*** Recorded information

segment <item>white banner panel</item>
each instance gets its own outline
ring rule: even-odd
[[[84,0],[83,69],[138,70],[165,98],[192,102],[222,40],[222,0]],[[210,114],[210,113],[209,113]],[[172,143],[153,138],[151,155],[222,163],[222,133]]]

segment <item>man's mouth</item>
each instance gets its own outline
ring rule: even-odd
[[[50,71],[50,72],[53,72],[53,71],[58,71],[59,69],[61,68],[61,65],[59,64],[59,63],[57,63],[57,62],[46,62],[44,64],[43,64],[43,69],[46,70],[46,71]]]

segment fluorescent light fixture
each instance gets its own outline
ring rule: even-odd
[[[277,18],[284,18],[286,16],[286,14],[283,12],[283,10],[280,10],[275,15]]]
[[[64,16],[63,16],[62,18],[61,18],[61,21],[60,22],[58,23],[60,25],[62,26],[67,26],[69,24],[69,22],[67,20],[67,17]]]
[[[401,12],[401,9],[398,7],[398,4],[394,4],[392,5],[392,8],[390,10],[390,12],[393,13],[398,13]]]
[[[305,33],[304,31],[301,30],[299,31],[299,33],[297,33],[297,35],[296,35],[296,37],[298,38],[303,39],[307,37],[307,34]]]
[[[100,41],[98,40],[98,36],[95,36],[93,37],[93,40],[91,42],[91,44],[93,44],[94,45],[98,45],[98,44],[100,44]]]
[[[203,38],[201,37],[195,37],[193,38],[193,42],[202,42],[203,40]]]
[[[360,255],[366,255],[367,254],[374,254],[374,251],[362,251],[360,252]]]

******
*** Recorded information

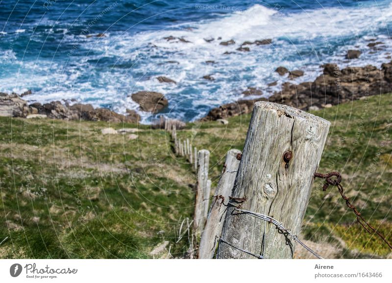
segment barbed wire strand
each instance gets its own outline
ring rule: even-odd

******

Collect each line of the records that contains the string "item".

Answer to the task →
segment <item>white banner panel</item>
segment <item>man's mouth</item>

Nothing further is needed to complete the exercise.